Extracted text:
Cyber scammed – who is liable to pay after a fraudulent invoice and misdirected payment?

Insights21 Jan 2025

A District Court of Western Australia decision, in Mobius Group Pty Ltd v Inoteq Pty Ltd[1], provides some guidance on liability in relation to a misdirected payment of a fraudulent invoice due to a cyber incident. 

We consider the recent decision and its implication for Australian businesses and insurers.

Background

Mobius Group Pty Ltd (Plaintiff) is an electrical instrumentation and controls systems engineering consultant and installation contractor. In January 2022, the Plaintiff entered into an agreement with Inoteq Pty Ltd (Defendant) to perform electrical works in exchange for a fee on a project for the Defendant. The agreement, at least in part, included terms contained in a document headed New Supplier Information Form (Agreement).

The works were complete and an invoice in the amount of $200,687.59 was rendered on 27 March 2022, with a due date of payment of 26 April 2022. On 4 April 2022, a further invoice was rendered in the amount of $34,712.70. The first invoice was not paid and the Plaintiff sent a reminder by email to the Defendant.

Unbeknownst to the parties, an unknown third-party fraudster (fraudster) gained access to the Plaintiff’s email account. On 28 April 2022, the fraudster sent an email from the Plaintiff’s email account to the Defendant (fraudulent email) telling it to correct the Plaintiff’s bank account details as they had changed. The email attached an invoice with the purported new bank details.

Supplied information:
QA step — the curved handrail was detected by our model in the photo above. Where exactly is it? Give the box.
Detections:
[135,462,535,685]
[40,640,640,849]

Written problem:
Answer these questions from the article on the misdirected payment case:
(a) In what month and year did the Plaintiff enter into its agreement with the Defendant?
(b) What was the amount of the invoice rendered on 27 March 2022?
(c) On what date did the fraudster send the email from the Plaintiff's account?
The material plays no part here.

Completed exercise:
(a) January 2022
(b) $200,687.59
(c) 28 April 2022